__Source information__.
-*-*-
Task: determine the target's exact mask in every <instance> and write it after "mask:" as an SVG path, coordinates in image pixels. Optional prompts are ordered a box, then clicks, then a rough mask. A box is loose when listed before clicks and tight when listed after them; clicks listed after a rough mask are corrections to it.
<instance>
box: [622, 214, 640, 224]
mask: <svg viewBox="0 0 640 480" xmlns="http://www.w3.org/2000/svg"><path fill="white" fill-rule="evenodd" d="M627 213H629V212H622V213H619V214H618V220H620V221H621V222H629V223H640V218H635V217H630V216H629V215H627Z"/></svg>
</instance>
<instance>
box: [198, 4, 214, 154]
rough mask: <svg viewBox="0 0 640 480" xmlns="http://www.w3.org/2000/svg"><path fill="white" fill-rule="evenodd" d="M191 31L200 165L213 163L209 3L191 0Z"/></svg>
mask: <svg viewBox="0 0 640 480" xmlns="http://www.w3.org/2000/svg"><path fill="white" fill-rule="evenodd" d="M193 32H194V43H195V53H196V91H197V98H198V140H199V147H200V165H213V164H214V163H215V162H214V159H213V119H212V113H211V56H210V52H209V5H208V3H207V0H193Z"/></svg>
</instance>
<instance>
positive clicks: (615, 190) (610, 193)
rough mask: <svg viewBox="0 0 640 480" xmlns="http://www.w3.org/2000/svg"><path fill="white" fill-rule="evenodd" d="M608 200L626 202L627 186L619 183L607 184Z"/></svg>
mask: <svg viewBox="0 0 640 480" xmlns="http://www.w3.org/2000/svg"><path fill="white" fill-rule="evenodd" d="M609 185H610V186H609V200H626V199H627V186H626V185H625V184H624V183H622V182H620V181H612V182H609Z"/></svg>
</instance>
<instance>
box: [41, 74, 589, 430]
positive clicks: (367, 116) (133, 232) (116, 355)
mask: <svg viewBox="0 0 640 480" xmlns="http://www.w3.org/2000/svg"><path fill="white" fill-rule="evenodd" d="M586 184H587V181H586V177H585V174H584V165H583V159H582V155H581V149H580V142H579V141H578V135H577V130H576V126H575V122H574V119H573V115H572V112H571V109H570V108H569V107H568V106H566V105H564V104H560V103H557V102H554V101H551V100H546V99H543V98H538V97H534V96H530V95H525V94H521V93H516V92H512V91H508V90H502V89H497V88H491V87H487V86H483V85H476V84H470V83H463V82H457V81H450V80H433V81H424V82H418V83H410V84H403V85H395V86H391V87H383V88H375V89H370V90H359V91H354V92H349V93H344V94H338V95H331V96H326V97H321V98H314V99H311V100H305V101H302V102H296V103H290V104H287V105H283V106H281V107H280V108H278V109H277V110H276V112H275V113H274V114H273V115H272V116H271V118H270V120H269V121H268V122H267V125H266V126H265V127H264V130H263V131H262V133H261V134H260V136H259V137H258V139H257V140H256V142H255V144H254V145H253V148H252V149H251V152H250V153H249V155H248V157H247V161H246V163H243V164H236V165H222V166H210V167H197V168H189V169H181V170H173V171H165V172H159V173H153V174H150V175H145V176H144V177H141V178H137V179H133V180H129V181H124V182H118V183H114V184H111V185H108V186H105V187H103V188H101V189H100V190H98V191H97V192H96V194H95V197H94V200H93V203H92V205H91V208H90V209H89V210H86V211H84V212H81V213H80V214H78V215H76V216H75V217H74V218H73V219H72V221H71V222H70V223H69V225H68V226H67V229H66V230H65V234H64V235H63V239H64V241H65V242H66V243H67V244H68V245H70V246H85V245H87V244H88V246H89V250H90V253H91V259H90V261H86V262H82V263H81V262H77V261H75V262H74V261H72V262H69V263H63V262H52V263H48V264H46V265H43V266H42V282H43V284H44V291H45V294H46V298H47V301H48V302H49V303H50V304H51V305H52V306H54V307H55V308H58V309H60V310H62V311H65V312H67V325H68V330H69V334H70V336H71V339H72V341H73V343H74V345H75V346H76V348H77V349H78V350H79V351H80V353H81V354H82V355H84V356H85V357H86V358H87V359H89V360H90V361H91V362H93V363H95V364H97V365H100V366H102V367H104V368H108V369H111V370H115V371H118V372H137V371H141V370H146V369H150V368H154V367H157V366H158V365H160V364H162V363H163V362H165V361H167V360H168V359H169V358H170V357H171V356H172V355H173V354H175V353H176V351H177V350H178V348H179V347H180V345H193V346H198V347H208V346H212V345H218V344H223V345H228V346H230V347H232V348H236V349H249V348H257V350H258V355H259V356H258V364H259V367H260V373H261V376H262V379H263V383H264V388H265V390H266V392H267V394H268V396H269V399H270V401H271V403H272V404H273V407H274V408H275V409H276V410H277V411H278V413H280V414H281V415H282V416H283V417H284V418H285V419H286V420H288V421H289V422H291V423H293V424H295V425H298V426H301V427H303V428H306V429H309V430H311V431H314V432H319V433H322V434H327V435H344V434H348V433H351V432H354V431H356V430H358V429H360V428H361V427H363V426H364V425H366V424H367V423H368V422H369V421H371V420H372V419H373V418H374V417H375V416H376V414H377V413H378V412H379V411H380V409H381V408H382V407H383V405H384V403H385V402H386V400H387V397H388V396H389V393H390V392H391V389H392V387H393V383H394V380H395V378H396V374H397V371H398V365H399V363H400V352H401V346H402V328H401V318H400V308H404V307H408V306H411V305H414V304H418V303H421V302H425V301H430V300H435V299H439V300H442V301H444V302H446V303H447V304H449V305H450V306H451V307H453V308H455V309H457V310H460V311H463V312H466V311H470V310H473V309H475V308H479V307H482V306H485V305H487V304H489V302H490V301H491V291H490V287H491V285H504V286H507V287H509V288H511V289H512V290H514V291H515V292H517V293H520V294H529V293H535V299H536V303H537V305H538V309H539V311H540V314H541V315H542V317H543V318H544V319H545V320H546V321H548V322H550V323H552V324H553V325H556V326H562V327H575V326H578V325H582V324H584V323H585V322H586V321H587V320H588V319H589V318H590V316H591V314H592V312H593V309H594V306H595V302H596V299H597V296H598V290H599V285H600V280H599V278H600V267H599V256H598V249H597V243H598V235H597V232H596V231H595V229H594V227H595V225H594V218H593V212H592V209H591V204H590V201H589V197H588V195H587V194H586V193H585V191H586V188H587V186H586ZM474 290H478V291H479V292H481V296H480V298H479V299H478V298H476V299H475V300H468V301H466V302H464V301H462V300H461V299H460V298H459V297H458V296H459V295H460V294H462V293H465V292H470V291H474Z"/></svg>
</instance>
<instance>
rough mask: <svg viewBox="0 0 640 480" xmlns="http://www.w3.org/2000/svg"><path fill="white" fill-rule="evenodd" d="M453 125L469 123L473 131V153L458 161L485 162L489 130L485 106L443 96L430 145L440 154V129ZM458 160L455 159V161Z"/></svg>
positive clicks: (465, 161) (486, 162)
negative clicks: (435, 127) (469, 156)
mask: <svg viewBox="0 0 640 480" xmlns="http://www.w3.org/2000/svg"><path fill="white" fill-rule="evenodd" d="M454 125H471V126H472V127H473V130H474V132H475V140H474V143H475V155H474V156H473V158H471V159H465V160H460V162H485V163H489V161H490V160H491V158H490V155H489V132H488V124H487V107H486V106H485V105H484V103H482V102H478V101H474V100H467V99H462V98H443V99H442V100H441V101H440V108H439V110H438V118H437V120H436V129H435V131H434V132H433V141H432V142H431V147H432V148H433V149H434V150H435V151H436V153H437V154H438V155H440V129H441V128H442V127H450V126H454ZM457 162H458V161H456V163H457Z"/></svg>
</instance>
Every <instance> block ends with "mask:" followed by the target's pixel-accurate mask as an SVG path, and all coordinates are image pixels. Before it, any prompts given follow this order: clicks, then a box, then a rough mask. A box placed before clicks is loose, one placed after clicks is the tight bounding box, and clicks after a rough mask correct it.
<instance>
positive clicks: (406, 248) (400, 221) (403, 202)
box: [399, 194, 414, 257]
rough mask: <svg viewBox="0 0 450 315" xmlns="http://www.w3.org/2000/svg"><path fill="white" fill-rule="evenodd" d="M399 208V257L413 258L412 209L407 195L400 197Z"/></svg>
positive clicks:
-*-*-
Where a line contains "negative clicks: (435, 127) (469, 156)", begin there and output each line through the end of the data above, exactly; give no other lines.

__Solution below__.
negative clicks: (435, 127) (469, 156)
mask: <svg viewBox="0 0 640 480" xmlns="http://www.w3.org/2000/svg"><path fill="white" fill-rule="evenodd" d="M454 125H471V126H472V127H473V130H474V132H475V140H474V143H475V155H474V156H473V158H471V159H465V160H460V162H485V163H489V161H490V160H491V158H490V155H489V132H488V124H487V107H486V106H485V105H484V103H482V102H478V101H474V100H467V99H462V98H443V99H442V100H441V101H440V108H439V110H438V118H437V120H436V129H435V131H434V132H433V141H432V142H431V147H432V148H433V149H434V150H435V151H436V153H437V154H438V155H440V129H441V128H442V127H450V126H454ZM457 162H458V161H456V163H457Z"/></svg>
</instance>
Every <instance> block ends with "mask:" followed by the target's pixel-accurate mask as an SVG path, and all coordinates are image pixels. Before it, any prompts given follow this order: clicks, then a box, then a rough mask. A box placed before clicks is loose, one placed after clicks is the tight bounding box, and clicks after a rough mask correct it.
<instance>
positive clicks: (406, 248) (400, 221) (403, 202)
box: [399, 194, 414, 257]
rough mask: <svg viewBox="0 0 450 315" xmlns="http://www.w3.org/2000/svg"><path fill="white" fill-rule="evenodd" d="M399 208V257L413 258L412 209L407 195L400 197Z"/></svg>
positive clicks:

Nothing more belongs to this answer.